Does York City Really Need Another Church?

Does York City Really Need Another Church?

1151180_58992004Surely someone is asking the question. A friend of mine recently enthusiastically told his pastor about the start of City Church only to get a rolling of the eyes in return. “Oh great,” he said sarcastically, “just what we need, another church.” I’m not particularly surprised by this response. There have always been objections to starting new churches, especially in the last century. Those objections have come from within established churches and from pockets of American culture. Pastor Tim Keller has done a fine job of articulating the full logic of why we need to plant more churches. Click here to view his PDF entitled “Why Plant Churches.” Among the most commonly cited objections, Keller points out three common responses.

A. “We already have plenty of churches that have lots and lots of room for all the new people who have come to the area. Let’s get them filled before we go off building any new ones.”

B. “Every church in this community used to be more full than it is now. The churchgoing public is a ‘shrinking pie’.  A new church here will just take people from churches already hurting and weaken everyone.”

Point labeling dataset excerpts:
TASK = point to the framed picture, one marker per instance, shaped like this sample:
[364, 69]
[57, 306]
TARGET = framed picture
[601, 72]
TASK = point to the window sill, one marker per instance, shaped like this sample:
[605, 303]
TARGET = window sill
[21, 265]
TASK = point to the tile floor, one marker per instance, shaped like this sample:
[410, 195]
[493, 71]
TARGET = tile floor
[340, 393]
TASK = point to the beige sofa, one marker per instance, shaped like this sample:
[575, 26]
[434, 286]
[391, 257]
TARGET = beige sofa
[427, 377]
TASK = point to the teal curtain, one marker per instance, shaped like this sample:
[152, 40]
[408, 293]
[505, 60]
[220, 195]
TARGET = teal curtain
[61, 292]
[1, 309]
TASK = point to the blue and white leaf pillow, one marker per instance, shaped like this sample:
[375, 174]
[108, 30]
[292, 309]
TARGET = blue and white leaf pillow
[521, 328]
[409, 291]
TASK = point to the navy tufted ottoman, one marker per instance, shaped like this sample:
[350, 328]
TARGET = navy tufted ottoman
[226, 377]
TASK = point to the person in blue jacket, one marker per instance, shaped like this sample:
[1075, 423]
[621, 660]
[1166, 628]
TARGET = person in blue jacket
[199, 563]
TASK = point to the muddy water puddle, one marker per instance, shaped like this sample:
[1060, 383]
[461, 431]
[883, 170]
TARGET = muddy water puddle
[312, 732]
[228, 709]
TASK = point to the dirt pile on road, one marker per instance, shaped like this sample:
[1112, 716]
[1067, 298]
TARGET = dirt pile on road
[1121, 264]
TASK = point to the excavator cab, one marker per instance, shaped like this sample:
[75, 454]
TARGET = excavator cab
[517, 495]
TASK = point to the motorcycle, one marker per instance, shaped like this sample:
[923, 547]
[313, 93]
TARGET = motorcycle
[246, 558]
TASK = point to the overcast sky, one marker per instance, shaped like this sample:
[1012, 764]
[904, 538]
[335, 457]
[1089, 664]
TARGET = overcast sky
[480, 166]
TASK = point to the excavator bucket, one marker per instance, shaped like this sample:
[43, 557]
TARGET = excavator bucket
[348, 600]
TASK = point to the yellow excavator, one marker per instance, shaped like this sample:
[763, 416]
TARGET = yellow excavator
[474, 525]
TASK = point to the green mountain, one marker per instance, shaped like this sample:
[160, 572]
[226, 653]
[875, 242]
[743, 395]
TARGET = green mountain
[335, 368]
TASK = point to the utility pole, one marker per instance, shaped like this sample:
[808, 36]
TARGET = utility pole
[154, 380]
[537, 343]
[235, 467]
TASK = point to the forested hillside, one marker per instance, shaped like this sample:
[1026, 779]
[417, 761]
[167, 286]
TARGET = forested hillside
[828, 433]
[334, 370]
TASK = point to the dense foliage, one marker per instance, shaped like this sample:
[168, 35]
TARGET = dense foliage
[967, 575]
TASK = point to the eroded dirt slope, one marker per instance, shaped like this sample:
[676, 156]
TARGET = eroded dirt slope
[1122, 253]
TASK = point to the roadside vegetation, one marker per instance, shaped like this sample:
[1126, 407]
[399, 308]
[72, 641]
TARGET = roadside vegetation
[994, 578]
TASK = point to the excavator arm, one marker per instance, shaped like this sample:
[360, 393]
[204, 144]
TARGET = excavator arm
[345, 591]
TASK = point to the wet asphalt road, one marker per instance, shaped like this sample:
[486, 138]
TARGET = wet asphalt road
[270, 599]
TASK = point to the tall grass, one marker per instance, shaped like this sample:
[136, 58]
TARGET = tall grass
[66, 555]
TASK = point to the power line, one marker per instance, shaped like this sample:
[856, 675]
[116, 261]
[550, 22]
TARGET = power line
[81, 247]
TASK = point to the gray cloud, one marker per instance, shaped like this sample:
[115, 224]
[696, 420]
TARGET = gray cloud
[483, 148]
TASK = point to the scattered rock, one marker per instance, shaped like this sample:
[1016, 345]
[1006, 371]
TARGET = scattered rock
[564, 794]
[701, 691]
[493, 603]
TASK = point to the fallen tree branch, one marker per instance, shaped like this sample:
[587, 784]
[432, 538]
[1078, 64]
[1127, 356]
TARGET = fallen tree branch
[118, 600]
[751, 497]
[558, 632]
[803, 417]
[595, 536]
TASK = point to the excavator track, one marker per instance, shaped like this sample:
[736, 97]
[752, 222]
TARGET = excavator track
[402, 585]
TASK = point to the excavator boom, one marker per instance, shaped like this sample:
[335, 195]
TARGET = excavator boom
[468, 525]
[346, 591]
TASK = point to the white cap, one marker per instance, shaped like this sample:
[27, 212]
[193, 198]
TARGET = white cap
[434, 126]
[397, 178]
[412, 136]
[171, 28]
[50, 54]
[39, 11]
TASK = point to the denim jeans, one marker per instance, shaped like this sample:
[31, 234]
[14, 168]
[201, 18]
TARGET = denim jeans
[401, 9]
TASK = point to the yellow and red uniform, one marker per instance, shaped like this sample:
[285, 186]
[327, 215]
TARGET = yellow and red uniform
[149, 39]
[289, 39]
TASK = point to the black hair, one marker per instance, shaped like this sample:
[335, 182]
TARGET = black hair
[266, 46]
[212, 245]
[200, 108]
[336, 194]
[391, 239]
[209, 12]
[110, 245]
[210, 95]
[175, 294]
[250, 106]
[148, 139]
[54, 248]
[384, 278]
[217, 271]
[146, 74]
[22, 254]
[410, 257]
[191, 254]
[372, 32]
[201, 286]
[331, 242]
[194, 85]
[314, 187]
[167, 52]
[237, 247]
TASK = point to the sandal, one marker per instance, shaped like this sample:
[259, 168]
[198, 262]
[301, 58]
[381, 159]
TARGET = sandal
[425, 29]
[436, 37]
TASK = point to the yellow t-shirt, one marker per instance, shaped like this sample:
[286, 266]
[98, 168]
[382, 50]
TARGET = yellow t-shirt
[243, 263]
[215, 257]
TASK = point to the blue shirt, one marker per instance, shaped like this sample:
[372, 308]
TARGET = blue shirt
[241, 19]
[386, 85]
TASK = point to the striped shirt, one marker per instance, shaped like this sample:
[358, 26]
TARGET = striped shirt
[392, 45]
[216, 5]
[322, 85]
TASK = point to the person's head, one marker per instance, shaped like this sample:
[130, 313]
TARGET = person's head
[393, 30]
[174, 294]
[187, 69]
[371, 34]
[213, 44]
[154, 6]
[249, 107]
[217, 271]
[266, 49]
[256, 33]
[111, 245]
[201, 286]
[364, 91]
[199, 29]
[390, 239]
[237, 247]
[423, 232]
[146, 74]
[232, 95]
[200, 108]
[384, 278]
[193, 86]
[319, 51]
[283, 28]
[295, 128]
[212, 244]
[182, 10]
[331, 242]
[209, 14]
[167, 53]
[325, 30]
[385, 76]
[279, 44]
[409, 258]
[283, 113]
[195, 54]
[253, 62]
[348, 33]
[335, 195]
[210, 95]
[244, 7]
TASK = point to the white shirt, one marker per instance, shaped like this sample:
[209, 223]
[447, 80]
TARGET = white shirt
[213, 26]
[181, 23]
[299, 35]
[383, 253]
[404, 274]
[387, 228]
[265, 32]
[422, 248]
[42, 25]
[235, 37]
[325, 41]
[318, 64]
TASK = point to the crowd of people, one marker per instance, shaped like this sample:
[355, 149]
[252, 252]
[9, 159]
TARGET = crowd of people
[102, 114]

#### Exercise aim:
Continue the church-planting post from the end of objection B, picking up with the next point.

#### Response below:
C. “Help the churches that are struggling first. A new church doesn’t help the ones we have that are just keeping their noses above water. We need better churches, not more churches.”

Keller’s article does a great job of defending the logic of church planting in general, so I do not intend to cover the same ground that he does. Instead, I want to look at the logic of church planting in York City specifically. To do that, I want to respond to each of the three objections mentioned above with regard to York City.


It is true that York City has plenty of churches with shrinking congregations and I recognize that many of these these congregations want to reach new people. The reality is that there are many factors that make it difficult for established congregations to do so. First, all organizations, including churches and businesses, have a tendency to turn inward after a long time in operation. I am not arguing that this is actually the case with City churches, but it is a normal and expected trend. My own experience in evangelical churches, which hold a high value on reaching new people with the Gospel, proved that even evangelicals can be resistant to reaching new people. As we focused on reaching new people, I commonly heard complaints about how the church failed to focus on its own people.

Secondly, the latest statistics show that more and more people define themselves as practicing no religion. The latest American Religious Identification Survey found that 15% of respondents described themselves as having no religion, up from 8.2% in 1990. In addition, U.S. adults who described themselves as Christian fell from 86% in 1990 to 76% in 2008. A simple question is in order here: If existing churches are struggling to reach and serve City people, does it not make sense to try something different?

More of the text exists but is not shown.